**Document passage**
OpenAI and Google DeepMind have both reached a major milestone by achieving gold-level performance at the 2025 International Mathematical Olympiad (IMO), one of the most challenging math competitions for high school students worldwide. Google’s AI model, Gemini Deep Think, officially competed during the exam under the IMO’s strict 4.5 hour time limit and solved five out of six problems using fully natural-language proofs. Its results were formally verified by the IMO judges, making it the first AI to officially earn gold at the competition.
Shortly after the event, OpenAI tested its new experimental reasoning model on the same problems and also achieved a gold-level score, solving five problems with detailed, step-by-step proofs. However, OpenAI’s model did not officially participate in the competition itself.
Out of more than 600 human contestants, only 67 earned gold medals this year, underscoring how exceptional these AI performances are. Unlike previous AI achievements in domains like chess or Go, the IMO requires sustained, creative mathematical reasoning and formal proof-writing in natural language.

**Exercise requirements**
1. Can you write out the stretch of the IMO article from "Shortly after the" through "the competition itself.", word for word?
2. What comes next in the IMO article? Write the continuation after its last sentence.
None of the rows that follow are needed here.

**Recorded information**
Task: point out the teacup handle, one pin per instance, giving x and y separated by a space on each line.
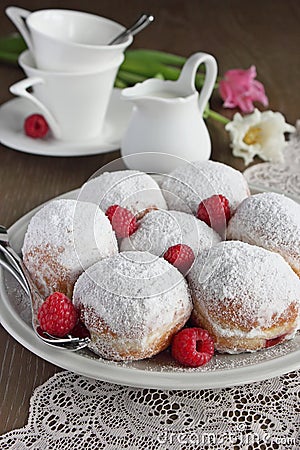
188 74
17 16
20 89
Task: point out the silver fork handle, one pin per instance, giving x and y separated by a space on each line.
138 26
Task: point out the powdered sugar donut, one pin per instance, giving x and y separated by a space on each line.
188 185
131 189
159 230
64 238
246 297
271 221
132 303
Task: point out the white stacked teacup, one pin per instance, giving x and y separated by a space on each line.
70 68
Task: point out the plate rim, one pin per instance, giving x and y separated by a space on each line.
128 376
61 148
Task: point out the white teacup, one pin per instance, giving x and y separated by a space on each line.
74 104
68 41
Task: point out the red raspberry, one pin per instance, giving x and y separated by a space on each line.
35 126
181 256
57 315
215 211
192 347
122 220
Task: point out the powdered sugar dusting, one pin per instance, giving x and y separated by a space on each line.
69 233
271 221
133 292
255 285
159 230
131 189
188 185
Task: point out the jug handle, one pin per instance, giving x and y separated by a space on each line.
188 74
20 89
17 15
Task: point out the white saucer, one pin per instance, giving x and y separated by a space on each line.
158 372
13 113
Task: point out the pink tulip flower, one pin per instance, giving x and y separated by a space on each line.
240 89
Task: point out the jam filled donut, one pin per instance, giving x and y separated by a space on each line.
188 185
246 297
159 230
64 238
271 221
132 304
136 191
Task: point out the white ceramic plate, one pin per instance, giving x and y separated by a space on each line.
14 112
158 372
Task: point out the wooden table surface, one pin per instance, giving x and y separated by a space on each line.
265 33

...

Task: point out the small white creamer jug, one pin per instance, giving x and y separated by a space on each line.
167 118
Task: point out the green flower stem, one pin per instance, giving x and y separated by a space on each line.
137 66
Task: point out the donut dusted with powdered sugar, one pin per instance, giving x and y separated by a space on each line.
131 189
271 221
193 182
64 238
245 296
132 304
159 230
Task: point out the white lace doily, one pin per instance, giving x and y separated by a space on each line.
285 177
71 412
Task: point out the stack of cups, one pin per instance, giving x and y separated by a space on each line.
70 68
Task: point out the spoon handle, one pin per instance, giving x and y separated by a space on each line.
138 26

* * *

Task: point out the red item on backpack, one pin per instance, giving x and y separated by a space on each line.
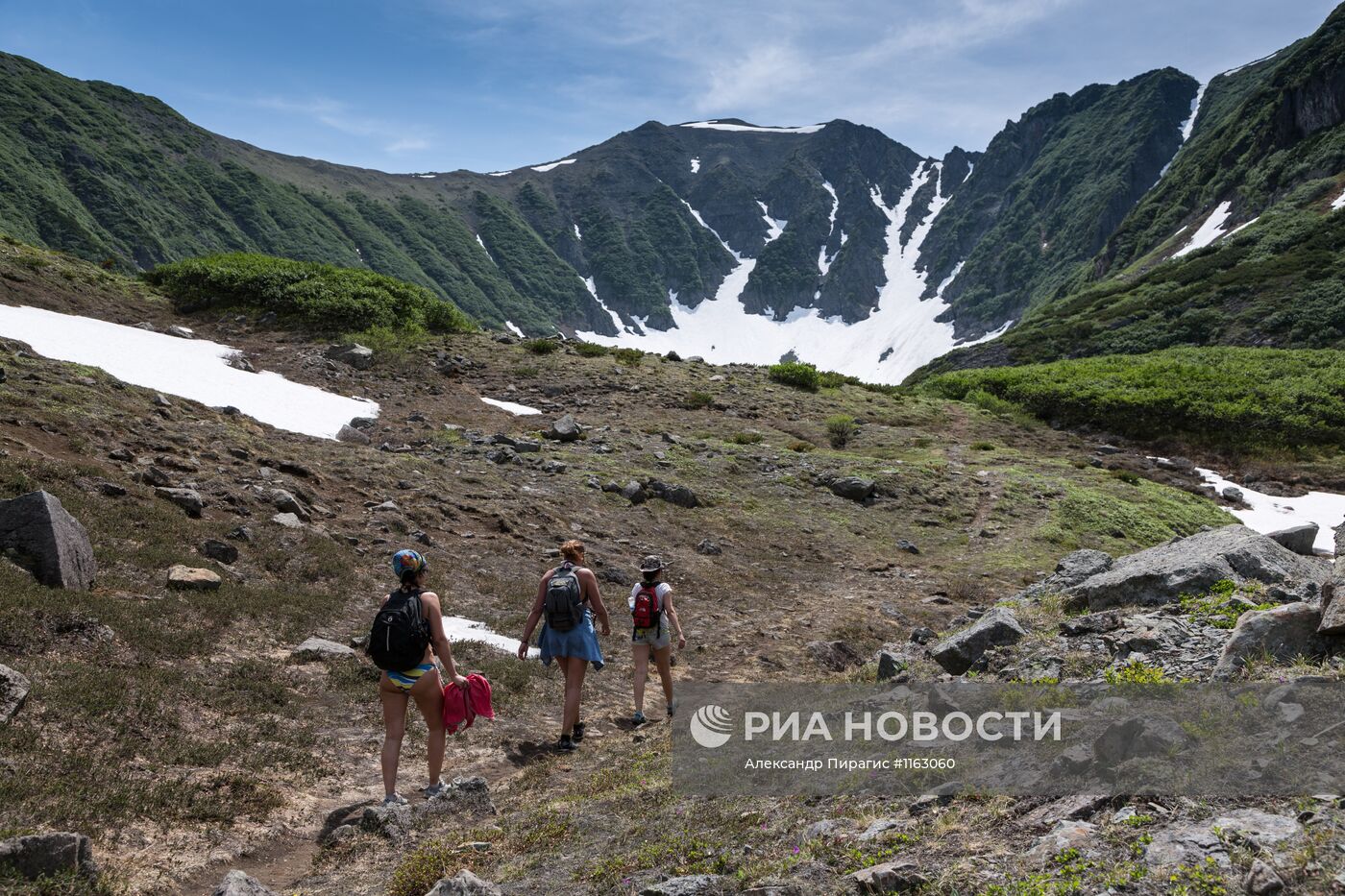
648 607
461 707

**Expected outputs**
1.
Shortly after the event, OpenAI tested its new experimental reasoning model on the same problems and also achieved a gold-level score, solving five problems with detailed, step-by-step proofs. However, OpenAI’s model did not officially participate in the competition itself.

2.
Google’s model worked entirely within the exam’s time constraints, while OpenAI’s approach involved “test-time compute,” a method that uses significant computing resources during problem-solving to explore multiple reasoning paths in parallel. Both approaches demonstrate significant advances in AI’s ability to reason abstractly and communicate solutions clearly.
Google delayed announcing its results publicly to respect the human competitors and await official certification, while OpenAI shared its findings more promptly. Both companies emphasize that their models are not yet publicly available, and independent validation of the results is still pending.
This breakthrough represents a new era where AI systems can handle complex, creative reasoning tasks in natural language, moving beyond specialized games or narrow tasks. The implications extend far beyond competitions, potentially transforming scientific research and collaborative problem-solving between humans and AI.